Fungal enzymes play an important role in the breakdown of plant cell walls during plant degradation. An international collaboration of researchers explored the auxiliary activities 7 (AA7) enzyme family, characterizing four fungal enzymes and uncovering a novel class of flavo-enzymes, exemplified by oligosaccharide dehydrogenase. The enzymes fuel the activity of lytic polysaccharide monooxygenases (LPMOs) in the challenging process of crystalline cellulose degradation. The study, published in Nature Communications, offers promise for tuning the efficiency of enzymatic breakdown processes of biomass feedstocks used in energy and biomaterial production.
“Our work mapped the taxonomic distribution of protein sequences in the AA7 family and revealed a striking high proportion of sequences encoded by major plant pathogenic fungi and Oomycetes,” said Maher Abou Hachem, Professor of Biotechnology and Biomedicine at the Technical University of Denmark (DTU). “Further, the discovered dehydrogenases represent the simplest redox partner that are able to fuel LPMO activity in the absence of exogenous reductants.”
The Abou Hachem lab worked closely with the lab of Research Director Jean-Guy Berrin at the INRAE research institute, Aix-Marseille University and several other research groups
Inspiration for the study came from earlier work by Abou Hachem’s group that analysed a network of oxidative enzymes, including orthologues of AA7 flavo-enzymes and LPMOs, which are co-secreted during fungal growth on polysaccharides.
An evolutionary puzzle
To investigate the genetic diversity of AA7, the research team made an extensive phylogenetic analysis of the fungal family, choosing five enzymes from six clades or genetic groupings for further biochemical and structural study.

Using the information ▸
[1] Answer these questions about the fungal enzyme article:
(a) In which journal was the study published?
(b) What position does Maher Abou Hachem hold, and at which university?
(c) According to the earlier work by Abou Hachem's group, during fungal growth on what were the oxidative enzymes co-secreted?
[2] Could you write a continuation of the fungal enzyme article, starting after its final sentence?
The records aren't needed for anything here.

Recorded data
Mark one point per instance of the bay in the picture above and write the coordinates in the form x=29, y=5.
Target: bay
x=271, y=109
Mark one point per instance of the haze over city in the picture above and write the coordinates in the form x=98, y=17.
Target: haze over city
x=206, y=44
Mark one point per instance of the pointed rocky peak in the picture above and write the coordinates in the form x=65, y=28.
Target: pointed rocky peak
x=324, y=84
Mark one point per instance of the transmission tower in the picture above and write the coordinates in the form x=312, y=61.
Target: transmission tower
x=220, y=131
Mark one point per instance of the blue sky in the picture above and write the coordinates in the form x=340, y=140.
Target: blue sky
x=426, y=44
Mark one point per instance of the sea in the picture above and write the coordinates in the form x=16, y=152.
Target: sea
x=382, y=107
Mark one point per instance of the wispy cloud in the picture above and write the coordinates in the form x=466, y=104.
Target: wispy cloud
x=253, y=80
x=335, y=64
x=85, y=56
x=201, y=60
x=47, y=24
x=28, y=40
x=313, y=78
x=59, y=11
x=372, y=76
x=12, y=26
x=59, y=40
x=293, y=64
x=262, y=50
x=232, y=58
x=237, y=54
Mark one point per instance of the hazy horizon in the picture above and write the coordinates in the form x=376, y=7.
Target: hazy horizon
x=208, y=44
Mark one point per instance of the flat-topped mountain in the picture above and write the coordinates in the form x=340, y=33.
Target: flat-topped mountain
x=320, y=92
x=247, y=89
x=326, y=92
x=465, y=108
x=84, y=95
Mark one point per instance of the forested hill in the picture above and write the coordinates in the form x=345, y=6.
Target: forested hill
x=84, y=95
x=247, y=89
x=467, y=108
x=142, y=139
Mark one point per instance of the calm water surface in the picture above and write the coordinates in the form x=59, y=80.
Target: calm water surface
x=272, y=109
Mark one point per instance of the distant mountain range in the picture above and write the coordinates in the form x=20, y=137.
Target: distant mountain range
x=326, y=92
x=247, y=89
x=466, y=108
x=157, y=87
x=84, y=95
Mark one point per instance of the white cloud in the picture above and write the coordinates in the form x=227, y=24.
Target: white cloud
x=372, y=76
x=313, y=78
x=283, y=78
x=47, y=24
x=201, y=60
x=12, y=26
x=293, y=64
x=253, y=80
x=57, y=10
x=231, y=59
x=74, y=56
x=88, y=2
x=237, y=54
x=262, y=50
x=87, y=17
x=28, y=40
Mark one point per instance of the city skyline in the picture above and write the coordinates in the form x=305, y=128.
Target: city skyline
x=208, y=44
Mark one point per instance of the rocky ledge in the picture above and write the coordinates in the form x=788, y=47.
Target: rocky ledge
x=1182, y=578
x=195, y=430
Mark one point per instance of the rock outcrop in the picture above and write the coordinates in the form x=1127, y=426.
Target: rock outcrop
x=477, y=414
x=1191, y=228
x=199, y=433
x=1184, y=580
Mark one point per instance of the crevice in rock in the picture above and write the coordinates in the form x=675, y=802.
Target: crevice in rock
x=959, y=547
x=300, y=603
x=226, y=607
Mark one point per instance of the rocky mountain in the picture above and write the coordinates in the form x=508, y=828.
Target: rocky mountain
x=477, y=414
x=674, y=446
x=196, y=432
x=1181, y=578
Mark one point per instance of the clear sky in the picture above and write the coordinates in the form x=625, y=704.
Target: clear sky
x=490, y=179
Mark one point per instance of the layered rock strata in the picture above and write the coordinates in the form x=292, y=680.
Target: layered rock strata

Per-task outputs ▸
[1]
(a) Nature Communications.
(b) He is Professor of Biotechnology and Biomedicine at the Technical University of Denmark (DTU).
(c) Polysaccharides.

[2]
An unexpected revelation was that many AA7 gene sequences are encoded by phytopathogenic fungi and lower eukaryotes. Previous research has shown that oligosaccharide oxidases (enzymes) in the AA7 family play a role in plant immunity and resistance to pathogens. Structural data for two enzymes from the fungal pathogen Fusarium graminearum (FgCelDH7C and FgChi7B) was gathered at BioMAX beamline at MAX IV in Lund.
Recent, related studies have used fungal cellobiose dehydrogenase (CDH) as the primary model for priming LPMO enzymes, and hydrogen peroxide as a preferred substrate.
“Based on our previous work and these recent insights into LPMO mechanism, we hypothesized that members of AA7 may serve as redox partners of LPMOs and we went on to test this hypothesis,” said Abou Hachem. The new findings expand the known range of AA7 redox-profiles and viable substrates.
What will it take to design biomass stocks for the future? According to the researchers, solutions lie in greater molecular-level knowledge of how the new-found AA7 dehydrogenases trigger activation of LPMOs, and through engineering of AA7 enzymes with diverse binding and redox capacities.
At present, the lab group has begun new investigations on properties of new AA7 dehydrogenases and seek to gain insight into the interactions between AA7 and LPMOs.